Your response should be the complete listing, returned exactly as written.

★ ★ ★ ★ ★

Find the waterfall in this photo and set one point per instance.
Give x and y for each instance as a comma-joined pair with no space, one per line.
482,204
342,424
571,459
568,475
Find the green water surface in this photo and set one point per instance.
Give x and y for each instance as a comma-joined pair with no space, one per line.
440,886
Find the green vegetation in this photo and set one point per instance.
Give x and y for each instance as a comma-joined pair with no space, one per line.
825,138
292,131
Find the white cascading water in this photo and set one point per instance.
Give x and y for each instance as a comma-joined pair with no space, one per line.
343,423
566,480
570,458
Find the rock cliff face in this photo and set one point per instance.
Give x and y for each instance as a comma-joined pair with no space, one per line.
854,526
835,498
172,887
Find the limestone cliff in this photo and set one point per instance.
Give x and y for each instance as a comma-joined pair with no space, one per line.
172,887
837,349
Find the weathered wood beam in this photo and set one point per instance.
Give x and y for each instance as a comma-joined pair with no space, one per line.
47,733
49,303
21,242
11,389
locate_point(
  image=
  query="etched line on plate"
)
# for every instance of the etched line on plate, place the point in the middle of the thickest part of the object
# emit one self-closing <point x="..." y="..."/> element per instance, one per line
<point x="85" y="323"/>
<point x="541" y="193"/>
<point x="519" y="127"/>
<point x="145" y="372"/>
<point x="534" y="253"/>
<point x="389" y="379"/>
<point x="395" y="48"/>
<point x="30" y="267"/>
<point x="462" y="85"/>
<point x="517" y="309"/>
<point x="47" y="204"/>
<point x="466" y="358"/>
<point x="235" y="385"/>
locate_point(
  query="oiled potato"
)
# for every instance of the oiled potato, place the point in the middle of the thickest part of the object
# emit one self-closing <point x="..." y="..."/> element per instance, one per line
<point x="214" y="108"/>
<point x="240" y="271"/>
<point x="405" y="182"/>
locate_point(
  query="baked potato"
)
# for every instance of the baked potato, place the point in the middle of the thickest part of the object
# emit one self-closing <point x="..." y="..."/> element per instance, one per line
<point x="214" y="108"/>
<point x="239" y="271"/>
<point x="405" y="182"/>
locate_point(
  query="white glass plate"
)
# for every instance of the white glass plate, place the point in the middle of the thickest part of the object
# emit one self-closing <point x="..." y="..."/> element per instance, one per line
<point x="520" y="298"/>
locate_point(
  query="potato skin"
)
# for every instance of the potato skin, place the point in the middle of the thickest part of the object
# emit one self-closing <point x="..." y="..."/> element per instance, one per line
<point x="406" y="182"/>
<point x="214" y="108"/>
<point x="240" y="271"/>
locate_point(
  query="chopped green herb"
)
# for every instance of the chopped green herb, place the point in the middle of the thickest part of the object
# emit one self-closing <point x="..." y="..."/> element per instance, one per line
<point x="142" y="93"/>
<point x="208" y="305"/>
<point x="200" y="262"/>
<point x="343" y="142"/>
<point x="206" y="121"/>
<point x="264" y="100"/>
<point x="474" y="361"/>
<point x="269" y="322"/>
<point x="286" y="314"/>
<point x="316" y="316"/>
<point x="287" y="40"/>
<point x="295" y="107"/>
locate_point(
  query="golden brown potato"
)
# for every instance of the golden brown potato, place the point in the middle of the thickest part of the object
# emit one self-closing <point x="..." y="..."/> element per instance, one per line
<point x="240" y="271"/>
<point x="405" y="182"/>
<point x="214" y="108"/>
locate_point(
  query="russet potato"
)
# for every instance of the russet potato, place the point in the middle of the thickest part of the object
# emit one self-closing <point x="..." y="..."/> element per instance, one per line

★ ★ ★ ★ ★

EXERCISE RESULT:
Find the waterfall in this photo and set one point per instance.
Give x and y for each instance as a comma-joined pair with no space, one per line.
482,204
342,424
571,459
568,475
Find the green water surface in this photo and set one point per instance.
Give x and y for each instance as a comma-joined pair with no space, one per line.
440,886
Find the green vegetation in this photo and set one point per instance.
Give x and y for each instance as a comma-joined pair with no space, one per line.
825,138
292,131
Find the white cascading water in this photo and set one point per instance.
Give x and y for each instance as a comma-joined pair with no space, one per line.
343,423
566,480
570,458
Find the rock cliff face in this photo and set one point per instance.
Give x and y for each instance as a comma-joined pair with no space, one per line.
854,526
835,498
172,887
Find the limestone cliff in this photo and set one point per instance.
Give x and y for each instance as a comma-joined pair with no space, one per line.
172,887
837,349
Find the weathered wood beam in this photo and set one point per instance.
Give x and y for each instance as a comma-joined pair with no space, one per line.
47,733
49,303
21,242
11,389
locate_point(
  image=
  query="etched line on plate"
)
# for every instance of the etched line on plate, place the point in the middle of the thickest part of the object
# emit one self-closing <point x="..." y="..."/> element per instance, one per line
<point x="85" y="323"/>
<point x="541" y="193"/>
<point x="519" y="127"/>
<point x="145" y="372"/>
<point x="534" y="253"/>
<point x="389" y="379"/>
<point x="395" y="48"/>
<point x="30" y="267"/>
<point x="462" y="85"/>
<point x="517" y="309"/>
<point x="47" y="204"/>
<point x="466" y="358"/>
<point x="235" y="385"/>
locate_point(
  query="oiled potato"
)
# for every instance of the oiled potato, place the point in the middle of the thickest part of the object
# emit one self-closing <point x="..." y="..."/> element per instance, one per line
<point x="214" y="108"/>
<point x="240" y="271"/>
<point x="405" y="182"/>
locate_point(
  query="baked potato"
)
# for every instance of the baked potato, place the point in the middle of the thickest part of the object
# emit one self-closing <point x="..." y="..."/> element per instance, one per line
<point x="214" y="108"/>
<point x="239" y="271"/>
<point x="405" y="182"/>
locate_point(
  query="white glass plate"
)
# for every instance of the white glass plate, place the point in the middle of the thickest part of the object
# emit one self-closing <point x="..." y="..."/> element per instance, one per line
<point x="520" y="298"/>
locate_point(
  query="potato skin"
)
# for every instance of the potato skin, place the point in the middle of the thickest part of the object
# emit one self-closing <point x="..." y="..."/> element per instance, one per line
<point x="406" y="182"/>
<point x="214" y="108"/>
<point x="240" y="271"/>
locate_point(
  query="chopped green herb"
)
# for every instance of the chopped green herb, place the point in the middle of the thickest part of the object
# emit one self-closing <point x="..." y="..."/> element per instance, one per line
<point x="142" y="93"/>
<point x="208" y="305"/>
<point x="200" y="262"/>
<point x="343" y="142"/>
<point x="206" y="121"/>
<point x="264" y="100"/>
<point x="474" y="361"/>
<point x="269" y="322"/>
<point x="286" y="314"/>
<point x="316" y="316"/>
<point x="287" y="40"/>
<point x="295" y="107"/>
locate_point(
  query="golden brown potato"
)
# for every instance of the golden brown potato, place the point in the middle of the thickest part of the object
# emit one self-closing <point x="..." y="..."/> element per instance, one per line
<point x="240" y="271"/>
<point x="405" y="182"/>
<point x="214" y="108"/>
locate_point(
  query="russet potato"
)
# for every instance of the russet potato, place the point in the middle of the thickest part of the object
# emit one self-closing <point x="..." y="..."/> element per instance, one per line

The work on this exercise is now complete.